%%
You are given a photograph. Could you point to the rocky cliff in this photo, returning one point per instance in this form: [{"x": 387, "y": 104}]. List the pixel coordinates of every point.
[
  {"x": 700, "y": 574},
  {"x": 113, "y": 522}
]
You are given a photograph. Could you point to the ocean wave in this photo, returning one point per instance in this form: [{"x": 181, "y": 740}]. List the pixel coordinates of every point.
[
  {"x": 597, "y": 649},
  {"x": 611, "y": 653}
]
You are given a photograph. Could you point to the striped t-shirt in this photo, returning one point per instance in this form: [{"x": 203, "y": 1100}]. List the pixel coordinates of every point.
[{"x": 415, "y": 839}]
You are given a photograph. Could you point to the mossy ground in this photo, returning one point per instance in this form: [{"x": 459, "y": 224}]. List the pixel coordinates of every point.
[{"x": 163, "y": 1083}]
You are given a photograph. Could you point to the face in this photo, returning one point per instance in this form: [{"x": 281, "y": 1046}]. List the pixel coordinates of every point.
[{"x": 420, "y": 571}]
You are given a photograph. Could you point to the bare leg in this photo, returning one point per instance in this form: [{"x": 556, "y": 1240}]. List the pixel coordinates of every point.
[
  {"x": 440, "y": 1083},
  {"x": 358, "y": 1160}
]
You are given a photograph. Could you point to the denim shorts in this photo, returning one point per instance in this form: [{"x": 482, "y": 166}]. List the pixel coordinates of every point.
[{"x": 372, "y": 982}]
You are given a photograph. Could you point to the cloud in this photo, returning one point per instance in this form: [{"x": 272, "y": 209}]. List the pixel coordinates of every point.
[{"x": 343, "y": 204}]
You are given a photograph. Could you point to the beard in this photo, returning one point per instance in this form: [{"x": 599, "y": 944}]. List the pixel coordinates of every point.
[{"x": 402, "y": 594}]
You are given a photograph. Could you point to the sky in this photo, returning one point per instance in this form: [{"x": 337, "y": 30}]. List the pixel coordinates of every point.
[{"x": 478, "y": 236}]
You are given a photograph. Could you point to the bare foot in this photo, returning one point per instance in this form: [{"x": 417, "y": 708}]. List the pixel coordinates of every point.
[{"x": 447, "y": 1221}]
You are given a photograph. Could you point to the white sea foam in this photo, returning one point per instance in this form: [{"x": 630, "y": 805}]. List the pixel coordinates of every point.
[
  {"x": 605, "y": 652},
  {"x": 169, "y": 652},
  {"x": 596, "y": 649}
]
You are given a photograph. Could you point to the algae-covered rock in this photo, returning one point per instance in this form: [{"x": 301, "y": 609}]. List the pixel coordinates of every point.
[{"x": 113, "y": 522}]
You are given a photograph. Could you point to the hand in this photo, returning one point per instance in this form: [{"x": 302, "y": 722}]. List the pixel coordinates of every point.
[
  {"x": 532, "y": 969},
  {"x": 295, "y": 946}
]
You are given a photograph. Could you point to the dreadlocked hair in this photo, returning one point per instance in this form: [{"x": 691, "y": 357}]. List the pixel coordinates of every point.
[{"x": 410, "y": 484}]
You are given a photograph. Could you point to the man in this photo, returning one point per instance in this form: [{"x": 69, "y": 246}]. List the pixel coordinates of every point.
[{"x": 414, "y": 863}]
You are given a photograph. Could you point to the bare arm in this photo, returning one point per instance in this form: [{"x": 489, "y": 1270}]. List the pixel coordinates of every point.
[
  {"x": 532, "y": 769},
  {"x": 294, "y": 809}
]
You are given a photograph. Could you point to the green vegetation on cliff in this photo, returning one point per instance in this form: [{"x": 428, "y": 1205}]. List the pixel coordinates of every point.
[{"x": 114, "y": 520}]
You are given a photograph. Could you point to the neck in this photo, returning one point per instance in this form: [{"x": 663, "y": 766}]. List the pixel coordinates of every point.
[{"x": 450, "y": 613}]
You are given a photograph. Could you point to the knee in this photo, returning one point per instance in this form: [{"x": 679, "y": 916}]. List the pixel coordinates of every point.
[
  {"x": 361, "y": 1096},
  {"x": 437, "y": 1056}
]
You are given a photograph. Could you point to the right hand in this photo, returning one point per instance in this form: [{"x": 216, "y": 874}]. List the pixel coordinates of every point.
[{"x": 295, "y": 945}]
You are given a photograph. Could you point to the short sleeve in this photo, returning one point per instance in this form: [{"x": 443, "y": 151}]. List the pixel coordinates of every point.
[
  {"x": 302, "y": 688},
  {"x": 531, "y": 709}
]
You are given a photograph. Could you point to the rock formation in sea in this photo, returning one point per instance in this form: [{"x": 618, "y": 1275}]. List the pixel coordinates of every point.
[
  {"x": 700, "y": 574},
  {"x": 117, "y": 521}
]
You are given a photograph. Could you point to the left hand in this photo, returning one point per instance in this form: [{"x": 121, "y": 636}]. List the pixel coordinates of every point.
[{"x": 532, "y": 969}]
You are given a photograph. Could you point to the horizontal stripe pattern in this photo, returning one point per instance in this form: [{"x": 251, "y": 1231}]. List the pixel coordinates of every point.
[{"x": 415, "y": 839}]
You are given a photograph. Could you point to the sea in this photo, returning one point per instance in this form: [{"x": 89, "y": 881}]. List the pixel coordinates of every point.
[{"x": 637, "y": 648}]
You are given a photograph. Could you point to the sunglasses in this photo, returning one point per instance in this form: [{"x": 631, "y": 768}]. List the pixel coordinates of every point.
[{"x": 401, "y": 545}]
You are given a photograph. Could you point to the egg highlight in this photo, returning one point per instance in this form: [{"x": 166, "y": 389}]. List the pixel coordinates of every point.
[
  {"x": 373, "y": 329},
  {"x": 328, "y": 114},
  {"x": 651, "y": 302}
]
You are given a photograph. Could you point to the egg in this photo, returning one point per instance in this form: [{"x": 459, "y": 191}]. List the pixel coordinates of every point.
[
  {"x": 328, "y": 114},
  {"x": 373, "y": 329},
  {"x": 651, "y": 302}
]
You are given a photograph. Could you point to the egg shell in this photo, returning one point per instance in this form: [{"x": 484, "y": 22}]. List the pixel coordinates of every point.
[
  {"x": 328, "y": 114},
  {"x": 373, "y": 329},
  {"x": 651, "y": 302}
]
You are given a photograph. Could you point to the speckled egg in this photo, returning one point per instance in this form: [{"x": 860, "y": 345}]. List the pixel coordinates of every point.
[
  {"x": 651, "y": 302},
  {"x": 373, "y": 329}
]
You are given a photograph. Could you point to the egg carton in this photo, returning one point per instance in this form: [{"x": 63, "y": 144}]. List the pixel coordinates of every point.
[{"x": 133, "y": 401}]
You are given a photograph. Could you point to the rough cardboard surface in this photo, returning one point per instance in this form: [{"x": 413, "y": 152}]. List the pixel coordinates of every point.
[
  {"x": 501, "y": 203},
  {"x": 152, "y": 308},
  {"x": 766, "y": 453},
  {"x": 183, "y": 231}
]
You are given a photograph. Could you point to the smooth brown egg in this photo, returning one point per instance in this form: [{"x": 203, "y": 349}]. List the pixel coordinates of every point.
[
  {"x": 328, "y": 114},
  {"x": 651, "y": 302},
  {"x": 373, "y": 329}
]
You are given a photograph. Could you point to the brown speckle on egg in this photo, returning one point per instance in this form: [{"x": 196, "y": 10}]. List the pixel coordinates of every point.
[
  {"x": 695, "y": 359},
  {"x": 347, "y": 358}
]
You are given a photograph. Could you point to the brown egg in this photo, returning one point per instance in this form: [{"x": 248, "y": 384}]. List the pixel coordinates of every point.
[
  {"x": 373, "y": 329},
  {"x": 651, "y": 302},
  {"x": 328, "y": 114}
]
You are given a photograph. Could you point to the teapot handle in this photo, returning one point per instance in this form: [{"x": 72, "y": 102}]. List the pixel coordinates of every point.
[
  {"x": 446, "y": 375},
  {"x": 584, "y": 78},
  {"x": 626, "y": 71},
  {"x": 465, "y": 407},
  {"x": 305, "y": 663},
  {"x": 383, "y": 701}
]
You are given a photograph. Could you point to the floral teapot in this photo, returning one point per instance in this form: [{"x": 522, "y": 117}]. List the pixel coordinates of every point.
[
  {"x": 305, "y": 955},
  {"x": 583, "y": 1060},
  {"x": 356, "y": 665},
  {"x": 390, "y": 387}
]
%%
Write the lines out again exactly, beginning at the line that contains "the brown egg" and stopping only at the final line of the listing above.

§ Response:
You are given a photograph. Could you point to the brown egg in this photo, returning one point per instance in this form: [{"x": 248, "y": 384}]. List the pixel coordinates of every point.
[
  {"x": 373, "y": 329},
  {"x": 651, "y": 302},
  {"x": 328, "y": 114}
]
You are given a photograph. Could you point to the teapot handle in this photo, returning one point per instance in this form: [{"x": 72, "y": 102}]. List the pixel coordinates of every point.
[
  {"x": 446, "y": 375},
  {"x": 584, "y": 78},
  {"x": 626, "y": 71},
  {"x": 465, "y": 407},
  {"x": 305, "y": 663},
  {"x": 383, "y": 701}
]
You are given a photograph. Could you point to the floral teapot in this photo, returning one point per instance in this form: [{"x": 522, "y": 117}]. List the pixel coordinates of every point.
[
  {"x": 305, "y": 955},
  {"x": 583, "y": 1060},
  {"x": 356, "y": 665},
  {"x": 390, "y": 387}
]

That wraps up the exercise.